> [RECORDED DATA]
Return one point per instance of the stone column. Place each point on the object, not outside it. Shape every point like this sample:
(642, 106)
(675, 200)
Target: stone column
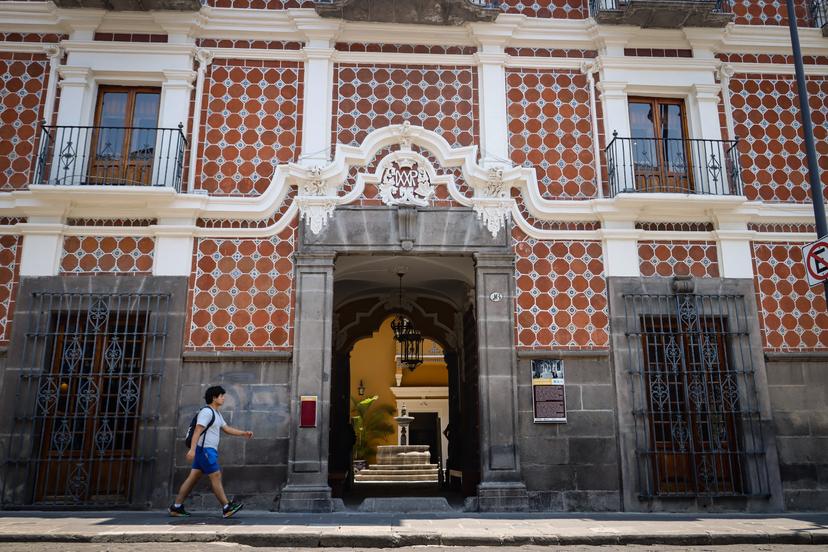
(307, 487)
(501, 487)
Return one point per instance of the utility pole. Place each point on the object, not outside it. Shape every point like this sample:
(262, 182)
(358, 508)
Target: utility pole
(808, 131)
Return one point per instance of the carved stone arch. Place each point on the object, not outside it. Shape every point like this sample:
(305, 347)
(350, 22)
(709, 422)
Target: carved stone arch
(365, 323)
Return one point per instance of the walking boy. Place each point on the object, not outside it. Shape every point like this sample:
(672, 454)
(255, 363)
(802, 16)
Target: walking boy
(204, 454)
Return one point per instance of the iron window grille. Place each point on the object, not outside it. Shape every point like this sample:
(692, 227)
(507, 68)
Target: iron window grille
(697, 421)
(84, 429)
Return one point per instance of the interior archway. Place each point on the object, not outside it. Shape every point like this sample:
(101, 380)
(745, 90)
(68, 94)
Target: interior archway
(437, 296)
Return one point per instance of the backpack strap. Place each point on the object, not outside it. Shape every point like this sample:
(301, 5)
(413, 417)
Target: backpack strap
(212, 419)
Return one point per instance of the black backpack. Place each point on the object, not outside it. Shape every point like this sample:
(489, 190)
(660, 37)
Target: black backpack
(188, 438)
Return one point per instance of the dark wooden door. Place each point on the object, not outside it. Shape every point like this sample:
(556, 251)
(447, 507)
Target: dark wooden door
(660, 150)
(124, 137)
(91, 411)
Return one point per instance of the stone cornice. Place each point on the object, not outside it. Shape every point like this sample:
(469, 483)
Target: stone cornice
(305, 25)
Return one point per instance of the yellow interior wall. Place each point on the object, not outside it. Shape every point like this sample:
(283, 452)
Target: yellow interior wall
(372, 361)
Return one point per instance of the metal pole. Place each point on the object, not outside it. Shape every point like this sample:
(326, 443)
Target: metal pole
(808, 130)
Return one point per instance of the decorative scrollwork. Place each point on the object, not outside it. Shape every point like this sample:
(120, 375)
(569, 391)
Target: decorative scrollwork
(113, 355)
(98, 313)
(77, 484)
(696, 392)
(46, 394)
(87, 395)
(673, 354)
(72, 354)
(660, 393)
(104, 437)
(62, 438)
(681, 435)
(128, 394)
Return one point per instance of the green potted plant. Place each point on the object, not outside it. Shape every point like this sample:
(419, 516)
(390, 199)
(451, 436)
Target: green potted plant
(372, 423)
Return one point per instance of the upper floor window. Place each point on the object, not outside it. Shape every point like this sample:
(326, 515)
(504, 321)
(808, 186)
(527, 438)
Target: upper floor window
(125, 128)
(658, 128)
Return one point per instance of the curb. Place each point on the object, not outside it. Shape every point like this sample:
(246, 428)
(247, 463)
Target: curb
(397, 540)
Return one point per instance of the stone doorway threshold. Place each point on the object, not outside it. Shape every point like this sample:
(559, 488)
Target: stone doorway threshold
(395, 498)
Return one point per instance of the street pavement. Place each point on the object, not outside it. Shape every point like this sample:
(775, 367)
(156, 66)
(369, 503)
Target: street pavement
(361, 530)
(232, 547)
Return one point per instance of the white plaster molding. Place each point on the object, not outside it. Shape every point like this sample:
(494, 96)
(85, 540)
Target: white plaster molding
(403, 59)
(777, 68)
(259, 54)
(518, 62)
(204, 58)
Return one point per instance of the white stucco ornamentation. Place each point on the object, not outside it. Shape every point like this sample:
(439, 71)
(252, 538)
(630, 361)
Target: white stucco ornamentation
(315, 204)
(491, 202)
(405, 182)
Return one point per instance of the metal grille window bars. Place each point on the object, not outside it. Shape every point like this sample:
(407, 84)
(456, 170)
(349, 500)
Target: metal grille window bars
(697, 420)
(597, 6)
(819, 14)
(113, 156)
(87, 398)
(673, 165)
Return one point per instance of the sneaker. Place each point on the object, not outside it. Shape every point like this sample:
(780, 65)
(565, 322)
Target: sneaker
(231, 508)
(178, 511)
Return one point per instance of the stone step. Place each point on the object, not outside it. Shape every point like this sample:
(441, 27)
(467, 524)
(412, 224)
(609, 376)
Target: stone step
(405, 504)
(408, 458)
(403, 466)
(372, 471)
(362, 476)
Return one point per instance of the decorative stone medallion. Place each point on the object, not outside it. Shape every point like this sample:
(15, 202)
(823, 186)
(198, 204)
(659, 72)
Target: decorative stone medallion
(405, 182)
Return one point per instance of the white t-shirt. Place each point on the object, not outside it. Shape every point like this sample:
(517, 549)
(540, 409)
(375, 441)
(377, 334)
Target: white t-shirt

> [DIRECTIONS] Restate the listing above word for word, and skip the pictures.

> [RESPONSE]
Return one point per instance of the stone column. Place each point on the object, not outside it. Shape every point like this sample:
(642, 106)
(675, 200)
Target: stone column
(307, 487)
(501, 487)
Return one point per instance of the utility pole. Place each point on the object, not outside it. Shape every point like this sample:
(262, 182)
(358, 508)
Target: utility pole
(808, 131)
Return one point per instance of the carved stone arch. Place each point on the object, not outside it. Shape every point like this sample:
(305, 347)
(350, 22)
(709, 422)
Target: carved stone arch
(365, 323)
Return one point per instance of the walking boy. Place each point on the object, not outside it. Shape every point like this sample:
(672, 454)
(255, 363)
(802, 16)
Target: walking boy
(204, 454)
Return one point per instance of the iron window grille. Place each point on the object, not outside it. Shape every point like this sample:
(692, 227)
(507, 68)
Target: iron window grille
(697, 421)
(84, 429)
Return one point per instance of the interior archway. Place each point on the object, not outside it. Shape every point like this sample:
(101, 380)
(745, 90)
(68, 94)
Target: interior archway
(437, 296)
Return one point per instance of the backpack strap. Place each point on the object, not outside it. Shape every point like this sample:
(301, 5)
(413, 417)
Target: backpack strap
(212, 419)
Return one point per instance of the black backpack. Place each point on the object, not outside it. Shape every point like this sample:
(489, 190)
(660, 37)
Target: black backpack
(188, 438)
Return one point per instance of the dark wooden door. Place each point on the object, not outside it. Shape every point like this sample:
(556, 251)
(447, 507)
Target: dark wooden door
(660, 150)
(124, 137)
(91, 411)
Return one point per instance of the stone cornice. Place each point on the object, not outside it. Shape every point like this sample:
(469, 483)
Target: stone cornice
(305, 25)
Return one point per instance of the yellow interior wall. Place each point on the object, not outside it. Shape every point like this sample:
(283, 452)
Target: yellow interior wall
(372, 361)
Return one point per instance of the metal pole. Place each point on the object, not outside it. Shape every point like this sample:
(326, 443)
Target: metal pole
(808, 130)
Return one point per instance of the decorative scrollwork. Place each point on the object, not outside it. Shape every point like this sample:
(120, 375)
(569, 391)
Target: decorative scrollwork
(113, 355)
(98, 313)
(77, 484)
(696, 392)
(46, 394)
(87, 395)
(673, 354)
(72, 354)
(660, 393)
(104, 437)
(62, 438)
(681, 435)
(128, 394)
Return one point per instance of the green potted plant. Place each point on the object, not outside it. Shape every point like this sample:
(419, 516)
(390, 199)
(451, 436)
Target: green potted plant
(372, 423)
Return one point per instance of the upper floor window. Place each point on the object, not outside it. Shape every point like this sample:
(326, 515)
(504, 321)
(808, 186)
(527, 438)
Target: upper floor window
(125, 128)
(658, 128)
Return one point per instance of the curb. Place each point on the object, not outside it. Shape every point like this sample:
(246, 428)
(247, 463)
Target: curb
(397, 540)
Return one point per instance of the stone doorway threshold. Place each point on the object, not outside it. Shape every point like this sample:
(559, 488)
Target: stone doorway threshold
(395, 498)
Return one point per instance of the street pavement. Place each point on the object, not outside it. Shape every point like this sample:
(775, 367)
(156, 66)
(369, 503)
Target: street pavement
(361, 530)
(232, 547)
Return one point per instance of the white plaster molding. Place each point on the object, not outside it. Shape every point like this sample:
(494, 96)
(85, 540)
Target: white plaster molding
(403, 59)
(777, 68)
(259, 54)
(518, 62)
(204, 58)
Return one point per instance of the white stucco ornamentation. Place each point on the object, not outside it. Shape every point like this sample:
(439, 71)
(252, 538)
(630, 361)
Target: white stucco ornamentation
(315, 204)
(491, 202)
(405, 182)
Return one point per instance of the metal grille window bars. Place each point on the object, not outside it. Shape every point like this sample:
(407, 84)
(456, 170)
(349, 500)
Target: metal grille window bars
(697, 420)
(597, 6)
(819, 14)
(113, 156)
(87, 398)
(673, 165)
Return one point per instance of the sneaker. Place each point on the object, not outside it. Shape every point like this sample:
(780, 65)
(565, 322)
Target: sneaker
(231, 508)
(178, 511)
Return one point per instance of the stone step. Place each point on the object, not outside it. Shape every point like this sample:
(441, 27)
(467, 524)
(412, 224)
(609, 376)
Target: stone step
(405, 504)
(408, 458)
(403, 466)
(372, 471)
(362, 476)
Return one point per instance of the decorative stone medallion. Place each point on the object, not outside it. Shape every point like this sample:
(15, 202)
(823, 186)
(198, 204)
(659, 72)
Target: decorative stone medallion
(405, 182)
Return one point per instance of the white t-shirt. Place each point on the object, not outside it. Shape every point like this sample:
(517, 549)
(540, 409)
(375, 441)
(377, 334)
Target: white t-shirt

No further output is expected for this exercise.